Steingaden Abbey (German: Kloster Steingaden) was a Premonstratensian monastery in Steingaden in Bavaria, Germany.

History

Dedicated to John the Baptist, the abbey was founded in 1147 as a Premonstratensian house by Welf VI, third son of Henry the Black, Duke of Bavaria, and brother of Duke Henry the Proud. The first monks and their abbot came from the Premonstratensian Rot an der Rot Abbey. The Romanesque abbey church was dedicated in 1176. Between 1470 and 1491 the abbey buildings were refurbished under Abbot Caspar Suiter in the Late Gothic style.  Welf VI and his son Welf VII were both buried here.

The abbey was looted and burnt in 1525 during the German Peasants' War, and was later almost completely destroyed in the Thirty Years' War. Reconstruction was completed in 1663 under Abbot Augustin Bonenmayr in the style of the early Baroque. During the 1740s the nave of the church was redecorated in the Rococo style.

The abbey's prestigious building projects, combined with its inaccessible location, brought it into financial difficulties which remained insuperable to the end of its existence.

» SOURCE MATERIAL
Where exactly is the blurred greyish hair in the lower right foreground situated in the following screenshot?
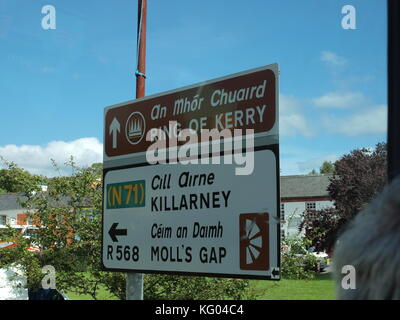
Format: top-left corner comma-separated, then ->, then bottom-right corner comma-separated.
333,176 -> 400,300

» REQUIRED WORK
List every architectural style that the Steingaden Abbey text names.

» RESPONSE BOX
Romanesque, Late Gothic, early Baroque, Rococo